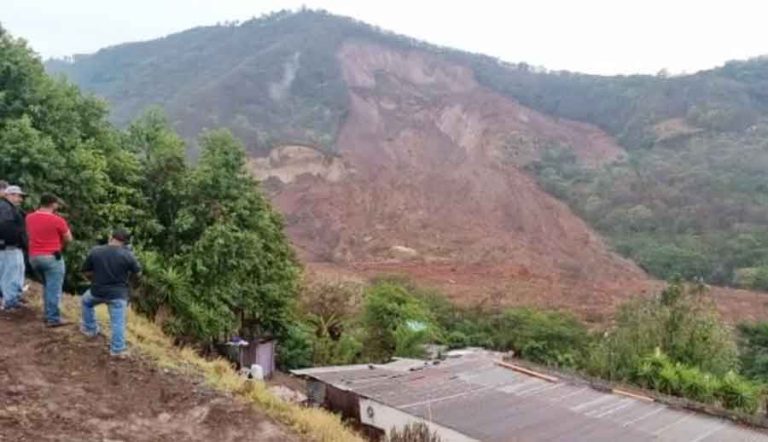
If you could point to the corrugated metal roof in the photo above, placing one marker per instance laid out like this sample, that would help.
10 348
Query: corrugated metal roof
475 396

----------

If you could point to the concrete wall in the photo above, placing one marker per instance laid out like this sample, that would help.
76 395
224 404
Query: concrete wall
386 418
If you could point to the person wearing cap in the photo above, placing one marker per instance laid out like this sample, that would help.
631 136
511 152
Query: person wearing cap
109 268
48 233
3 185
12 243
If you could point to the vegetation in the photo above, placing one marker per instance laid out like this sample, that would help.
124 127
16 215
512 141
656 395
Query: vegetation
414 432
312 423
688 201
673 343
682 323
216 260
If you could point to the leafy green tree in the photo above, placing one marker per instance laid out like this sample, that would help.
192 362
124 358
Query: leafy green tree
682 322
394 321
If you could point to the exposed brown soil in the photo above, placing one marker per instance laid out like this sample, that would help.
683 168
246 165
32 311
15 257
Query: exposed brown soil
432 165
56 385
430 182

----------

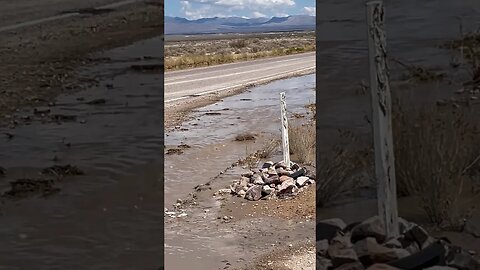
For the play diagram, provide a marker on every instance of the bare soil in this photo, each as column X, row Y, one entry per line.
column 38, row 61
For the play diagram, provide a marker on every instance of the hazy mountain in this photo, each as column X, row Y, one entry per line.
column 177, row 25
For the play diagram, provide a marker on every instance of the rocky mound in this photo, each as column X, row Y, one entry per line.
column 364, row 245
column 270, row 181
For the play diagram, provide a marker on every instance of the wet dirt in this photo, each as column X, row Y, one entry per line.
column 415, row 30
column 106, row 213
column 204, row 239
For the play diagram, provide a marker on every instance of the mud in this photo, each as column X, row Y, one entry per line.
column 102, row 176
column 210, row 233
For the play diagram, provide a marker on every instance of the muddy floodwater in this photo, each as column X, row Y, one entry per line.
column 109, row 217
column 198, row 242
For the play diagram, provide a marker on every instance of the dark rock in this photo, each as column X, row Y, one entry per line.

----------

• **Written instruction**
Tally the lines in the items above that contain the string "roof", and state only the resulting number.

• **Solution below**
2